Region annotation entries
§ §
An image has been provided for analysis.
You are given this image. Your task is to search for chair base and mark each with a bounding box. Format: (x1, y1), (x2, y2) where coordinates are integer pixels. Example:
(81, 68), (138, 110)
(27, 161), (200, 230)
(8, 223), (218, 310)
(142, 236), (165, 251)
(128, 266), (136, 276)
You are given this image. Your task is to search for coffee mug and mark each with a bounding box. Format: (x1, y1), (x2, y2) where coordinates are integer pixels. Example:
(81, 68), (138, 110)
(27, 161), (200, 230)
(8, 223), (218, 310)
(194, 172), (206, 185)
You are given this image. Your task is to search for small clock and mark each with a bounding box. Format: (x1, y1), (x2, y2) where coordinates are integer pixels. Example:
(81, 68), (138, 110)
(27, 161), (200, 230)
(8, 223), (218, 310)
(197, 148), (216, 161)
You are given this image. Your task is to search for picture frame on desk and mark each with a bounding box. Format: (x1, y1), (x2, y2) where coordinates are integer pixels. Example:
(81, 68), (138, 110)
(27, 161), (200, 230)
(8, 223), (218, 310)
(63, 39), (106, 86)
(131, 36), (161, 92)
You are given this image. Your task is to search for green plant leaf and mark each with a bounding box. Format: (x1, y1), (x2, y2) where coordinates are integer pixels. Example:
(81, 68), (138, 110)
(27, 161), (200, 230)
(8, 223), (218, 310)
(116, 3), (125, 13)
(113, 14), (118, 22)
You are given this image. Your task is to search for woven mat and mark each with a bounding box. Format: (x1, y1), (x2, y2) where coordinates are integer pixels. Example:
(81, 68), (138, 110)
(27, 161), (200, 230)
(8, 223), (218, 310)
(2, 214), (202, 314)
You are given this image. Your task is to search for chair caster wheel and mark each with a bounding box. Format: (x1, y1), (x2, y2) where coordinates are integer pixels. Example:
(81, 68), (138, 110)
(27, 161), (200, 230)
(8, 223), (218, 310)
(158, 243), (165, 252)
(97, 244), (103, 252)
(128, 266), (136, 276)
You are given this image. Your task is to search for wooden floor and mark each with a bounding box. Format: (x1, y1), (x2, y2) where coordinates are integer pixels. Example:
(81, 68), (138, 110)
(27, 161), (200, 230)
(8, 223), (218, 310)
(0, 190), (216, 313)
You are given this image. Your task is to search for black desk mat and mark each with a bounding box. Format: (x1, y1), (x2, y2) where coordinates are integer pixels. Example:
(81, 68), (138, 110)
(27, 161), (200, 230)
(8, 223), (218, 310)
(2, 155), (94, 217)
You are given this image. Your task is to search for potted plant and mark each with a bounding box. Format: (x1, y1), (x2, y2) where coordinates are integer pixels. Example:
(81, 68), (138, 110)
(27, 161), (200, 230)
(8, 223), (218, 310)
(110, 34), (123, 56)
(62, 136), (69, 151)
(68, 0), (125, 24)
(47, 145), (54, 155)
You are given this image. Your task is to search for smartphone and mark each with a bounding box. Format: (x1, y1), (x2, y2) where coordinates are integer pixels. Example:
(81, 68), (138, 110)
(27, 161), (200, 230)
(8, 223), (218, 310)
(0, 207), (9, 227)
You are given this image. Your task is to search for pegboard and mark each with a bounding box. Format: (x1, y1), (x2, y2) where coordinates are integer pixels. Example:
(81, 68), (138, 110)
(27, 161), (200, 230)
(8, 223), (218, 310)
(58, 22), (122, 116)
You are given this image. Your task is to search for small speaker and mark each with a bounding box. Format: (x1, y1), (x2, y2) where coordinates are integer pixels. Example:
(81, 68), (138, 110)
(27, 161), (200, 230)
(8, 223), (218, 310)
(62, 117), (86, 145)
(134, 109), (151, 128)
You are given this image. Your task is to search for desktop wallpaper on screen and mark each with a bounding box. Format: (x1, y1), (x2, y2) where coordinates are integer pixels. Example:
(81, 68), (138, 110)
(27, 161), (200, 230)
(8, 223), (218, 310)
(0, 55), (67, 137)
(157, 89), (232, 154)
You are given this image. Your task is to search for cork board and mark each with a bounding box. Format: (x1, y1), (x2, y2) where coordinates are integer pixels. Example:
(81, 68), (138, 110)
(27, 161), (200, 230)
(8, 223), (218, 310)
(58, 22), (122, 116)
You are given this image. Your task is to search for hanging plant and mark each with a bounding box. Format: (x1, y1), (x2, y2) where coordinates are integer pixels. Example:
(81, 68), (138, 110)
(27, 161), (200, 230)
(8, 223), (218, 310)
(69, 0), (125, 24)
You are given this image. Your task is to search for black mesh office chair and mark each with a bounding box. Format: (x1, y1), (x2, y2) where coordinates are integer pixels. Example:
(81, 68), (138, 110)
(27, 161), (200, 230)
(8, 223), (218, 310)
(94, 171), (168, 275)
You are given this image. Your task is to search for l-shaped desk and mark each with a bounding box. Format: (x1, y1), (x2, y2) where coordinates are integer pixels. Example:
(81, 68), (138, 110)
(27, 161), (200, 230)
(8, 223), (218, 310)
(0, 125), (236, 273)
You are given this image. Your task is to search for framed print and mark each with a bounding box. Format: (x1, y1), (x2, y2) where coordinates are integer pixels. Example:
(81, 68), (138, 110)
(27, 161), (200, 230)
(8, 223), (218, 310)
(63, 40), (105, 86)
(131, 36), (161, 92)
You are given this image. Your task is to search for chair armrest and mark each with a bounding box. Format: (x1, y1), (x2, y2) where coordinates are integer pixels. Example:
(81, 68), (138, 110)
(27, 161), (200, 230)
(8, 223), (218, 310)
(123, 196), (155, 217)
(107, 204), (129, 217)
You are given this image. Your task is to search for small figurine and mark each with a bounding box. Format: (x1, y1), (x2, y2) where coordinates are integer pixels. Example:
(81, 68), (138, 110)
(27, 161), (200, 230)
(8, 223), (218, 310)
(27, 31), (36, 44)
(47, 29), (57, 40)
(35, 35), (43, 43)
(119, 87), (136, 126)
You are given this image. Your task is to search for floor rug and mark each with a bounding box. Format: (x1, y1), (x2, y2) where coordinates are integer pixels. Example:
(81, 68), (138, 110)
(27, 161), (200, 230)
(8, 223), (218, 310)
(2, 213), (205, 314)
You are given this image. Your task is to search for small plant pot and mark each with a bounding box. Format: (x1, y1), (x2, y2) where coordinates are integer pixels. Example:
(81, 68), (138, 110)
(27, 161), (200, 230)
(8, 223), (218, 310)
§ §
▶ **Given task**
Gather every line of the material above that contains the word "chair", and copy each line in full. Letter case counts when matching.

▶ **Exercise result**
You are given this image. Your task is to search for chair base and mark each with a bounding box. Format: (x1, y1), (x2, y2) where coordinates are integer pixels. Example:
You are given this image. Your task is to search for chair caster wheel and mark each with a bounding box. Format: (x1, y1), (x2, y2) where coordinates are integer pixels. Example:
You are given this image. Your task is to search for black mesh office chair and mark each with a bounding box. Format: (x1, y1), (x2, y2) where coordinates are integer pixels. Example:
You are given this image. Your task is to search for chair armrest and mark each with a bounding box. Format: (x1, y1), (x2, y2) where coordinates are integer pixels. Example:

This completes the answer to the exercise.